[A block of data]
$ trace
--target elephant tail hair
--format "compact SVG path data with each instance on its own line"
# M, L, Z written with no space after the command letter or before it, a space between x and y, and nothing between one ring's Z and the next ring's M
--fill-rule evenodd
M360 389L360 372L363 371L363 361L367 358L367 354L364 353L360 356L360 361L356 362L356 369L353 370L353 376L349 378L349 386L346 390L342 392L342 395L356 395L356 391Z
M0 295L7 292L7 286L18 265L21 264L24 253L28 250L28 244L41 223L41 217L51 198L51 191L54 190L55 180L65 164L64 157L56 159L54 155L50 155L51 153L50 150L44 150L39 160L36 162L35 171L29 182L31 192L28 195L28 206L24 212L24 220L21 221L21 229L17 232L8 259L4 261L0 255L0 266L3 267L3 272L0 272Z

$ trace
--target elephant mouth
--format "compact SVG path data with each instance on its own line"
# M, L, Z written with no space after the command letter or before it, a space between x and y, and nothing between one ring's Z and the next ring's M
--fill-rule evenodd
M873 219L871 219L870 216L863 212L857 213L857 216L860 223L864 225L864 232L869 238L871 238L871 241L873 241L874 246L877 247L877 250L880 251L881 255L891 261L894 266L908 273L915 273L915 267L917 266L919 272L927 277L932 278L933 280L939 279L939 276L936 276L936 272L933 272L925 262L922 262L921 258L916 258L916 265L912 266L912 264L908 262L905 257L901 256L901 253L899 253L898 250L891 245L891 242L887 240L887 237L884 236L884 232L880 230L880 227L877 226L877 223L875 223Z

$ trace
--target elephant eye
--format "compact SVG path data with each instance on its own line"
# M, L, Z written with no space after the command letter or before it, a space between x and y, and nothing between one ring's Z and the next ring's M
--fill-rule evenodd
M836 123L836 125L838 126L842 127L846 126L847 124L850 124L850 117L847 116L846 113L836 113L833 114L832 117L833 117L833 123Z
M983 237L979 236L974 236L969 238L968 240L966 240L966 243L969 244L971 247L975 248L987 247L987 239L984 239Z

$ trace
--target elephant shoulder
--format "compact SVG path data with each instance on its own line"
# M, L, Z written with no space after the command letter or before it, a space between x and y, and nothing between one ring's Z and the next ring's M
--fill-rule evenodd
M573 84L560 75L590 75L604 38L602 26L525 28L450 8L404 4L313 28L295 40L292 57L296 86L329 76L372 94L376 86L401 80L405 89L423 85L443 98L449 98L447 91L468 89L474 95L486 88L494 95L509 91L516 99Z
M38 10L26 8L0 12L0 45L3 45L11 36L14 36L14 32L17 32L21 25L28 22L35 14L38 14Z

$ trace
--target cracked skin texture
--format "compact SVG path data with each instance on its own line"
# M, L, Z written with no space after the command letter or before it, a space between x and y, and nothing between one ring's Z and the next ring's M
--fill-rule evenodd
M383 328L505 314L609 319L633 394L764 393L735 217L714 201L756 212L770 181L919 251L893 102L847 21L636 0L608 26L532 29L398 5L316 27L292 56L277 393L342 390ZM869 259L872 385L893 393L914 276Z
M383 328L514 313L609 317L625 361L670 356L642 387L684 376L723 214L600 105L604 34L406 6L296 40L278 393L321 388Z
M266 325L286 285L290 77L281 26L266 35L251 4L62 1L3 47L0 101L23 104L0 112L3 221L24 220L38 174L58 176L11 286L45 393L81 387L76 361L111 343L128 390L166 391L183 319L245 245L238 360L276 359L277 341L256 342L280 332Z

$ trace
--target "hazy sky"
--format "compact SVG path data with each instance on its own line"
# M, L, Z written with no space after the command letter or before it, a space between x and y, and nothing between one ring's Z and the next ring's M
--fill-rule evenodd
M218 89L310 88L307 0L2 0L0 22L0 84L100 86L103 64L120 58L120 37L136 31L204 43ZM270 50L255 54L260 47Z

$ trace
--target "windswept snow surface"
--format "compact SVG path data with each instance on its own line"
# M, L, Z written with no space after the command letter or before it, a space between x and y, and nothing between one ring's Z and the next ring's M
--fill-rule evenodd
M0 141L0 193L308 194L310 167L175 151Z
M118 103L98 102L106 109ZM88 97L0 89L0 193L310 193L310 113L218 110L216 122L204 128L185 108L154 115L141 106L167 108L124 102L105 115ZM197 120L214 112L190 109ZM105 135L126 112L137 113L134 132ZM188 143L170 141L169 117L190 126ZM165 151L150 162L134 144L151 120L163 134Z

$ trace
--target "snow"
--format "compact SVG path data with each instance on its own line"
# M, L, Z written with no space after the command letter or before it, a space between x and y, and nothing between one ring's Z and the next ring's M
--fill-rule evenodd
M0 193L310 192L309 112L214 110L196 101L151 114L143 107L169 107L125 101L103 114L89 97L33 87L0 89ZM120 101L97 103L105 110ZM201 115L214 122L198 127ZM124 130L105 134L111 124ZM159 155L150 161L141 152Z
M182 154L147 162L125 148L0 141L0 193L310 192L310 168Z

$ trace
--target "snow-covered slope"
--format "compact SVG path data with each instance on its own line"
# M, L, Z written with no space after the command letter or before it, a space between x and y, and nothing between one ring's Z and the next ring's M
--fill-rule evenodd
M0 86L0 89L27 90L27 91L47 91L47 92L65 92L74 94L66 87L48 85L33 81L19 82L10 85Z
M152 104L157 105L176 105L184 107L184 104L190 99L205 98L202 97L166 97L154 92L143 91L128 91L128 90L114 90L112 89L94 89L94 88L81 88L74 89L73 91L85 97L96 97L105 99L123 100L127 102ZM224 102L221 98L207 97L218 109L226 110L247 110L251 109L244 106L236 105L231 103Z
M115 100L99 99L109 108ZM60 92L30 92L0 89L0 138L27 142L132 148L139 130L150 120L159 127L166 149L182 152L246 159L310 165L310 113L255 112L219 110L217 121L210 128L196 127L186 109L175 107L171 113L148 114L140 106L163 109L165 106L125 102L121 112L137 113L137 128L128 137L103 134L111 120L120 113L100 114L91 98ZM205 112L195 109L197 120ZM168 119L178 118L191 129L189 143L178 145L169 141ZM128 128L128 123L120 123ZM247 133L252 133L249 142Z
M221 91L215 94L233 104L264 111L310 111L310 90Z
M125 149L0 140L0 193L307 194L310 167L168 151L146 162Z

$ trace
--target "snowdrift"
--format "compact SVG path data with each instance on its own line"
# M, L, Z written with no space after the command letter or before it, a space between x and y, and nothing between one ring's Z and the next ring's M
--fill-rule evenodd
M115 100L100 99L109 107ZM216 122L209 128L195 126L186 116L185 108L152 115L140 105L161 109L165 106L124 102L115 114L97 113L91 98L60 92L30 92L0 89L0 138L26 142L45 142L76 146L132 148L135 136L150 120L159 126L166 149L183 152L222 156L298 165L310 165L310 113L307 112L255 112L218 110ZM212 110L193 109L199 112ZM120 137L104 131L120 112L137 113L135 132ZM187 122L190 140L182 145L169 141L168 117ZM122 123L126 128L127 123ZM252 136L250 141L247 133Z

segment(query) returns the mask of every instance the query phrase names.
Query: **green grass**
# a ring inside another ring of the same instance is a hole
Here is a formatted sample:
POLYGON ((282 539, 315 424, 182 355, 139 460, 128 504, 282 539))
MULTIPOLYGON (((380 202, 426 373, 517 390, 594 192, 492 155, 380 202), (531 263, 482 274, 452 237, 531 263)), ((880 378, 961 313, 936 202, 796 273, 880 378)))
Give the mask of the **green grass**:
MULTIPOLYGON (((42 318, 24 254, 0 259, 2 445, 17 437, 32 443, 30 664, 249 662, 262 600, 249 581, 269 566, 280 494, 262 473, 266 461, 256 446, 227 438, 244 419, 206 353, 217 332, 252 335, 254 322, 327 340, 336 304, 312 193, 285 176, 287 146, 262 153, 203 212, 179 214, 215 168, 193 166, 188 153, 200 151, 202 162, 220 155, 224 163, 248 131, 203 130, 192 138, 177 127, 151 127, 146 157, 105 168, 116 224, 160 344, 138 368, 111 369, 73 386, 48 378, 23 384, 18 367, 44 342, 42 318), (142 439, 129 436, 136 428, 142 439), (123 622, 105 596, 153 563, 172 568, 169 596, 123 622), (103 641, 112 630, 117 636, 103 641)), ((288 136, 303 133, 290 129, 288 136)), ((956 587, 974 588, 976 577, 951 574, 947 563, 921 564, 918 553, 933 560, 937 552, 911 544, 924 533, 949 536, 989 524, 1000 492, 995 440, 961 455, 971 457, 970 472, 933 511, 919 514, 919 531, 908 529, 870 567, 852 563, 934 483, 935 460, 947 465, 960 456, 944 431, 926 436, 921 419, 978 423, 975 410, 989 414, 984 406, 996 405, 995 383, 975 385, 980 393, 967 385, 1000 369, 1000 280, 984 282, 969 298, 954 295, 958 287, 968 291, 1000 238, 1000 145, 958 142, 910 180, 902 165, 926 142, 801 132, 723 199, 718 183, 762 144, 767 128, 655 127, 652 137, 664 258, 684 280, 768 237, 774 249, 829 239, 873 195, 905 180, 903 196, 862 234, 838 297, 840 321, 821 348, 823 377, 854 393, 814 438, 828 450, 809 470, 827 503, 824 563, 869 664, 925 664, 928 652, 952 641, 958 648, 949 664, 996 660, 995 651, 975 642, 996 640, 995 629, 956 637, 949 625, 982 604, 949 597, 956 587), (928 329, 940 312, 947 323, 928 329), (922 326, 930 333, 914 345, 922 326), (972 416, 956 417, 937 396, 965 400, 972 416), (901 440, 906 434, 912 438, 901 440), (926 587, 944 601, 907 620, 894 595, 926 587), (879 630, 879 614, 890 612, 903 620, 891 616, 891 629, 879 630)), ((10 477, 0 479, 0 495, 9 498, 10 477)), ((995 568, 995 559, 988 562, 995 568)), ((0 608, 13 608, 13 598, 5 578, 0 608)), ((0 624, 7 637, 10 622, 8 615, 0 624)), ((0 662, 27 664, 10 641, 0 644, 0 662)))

What is expected:
How many lines in the material above contain the string "elephant"? Reply with the number alone.

Output of the task:
4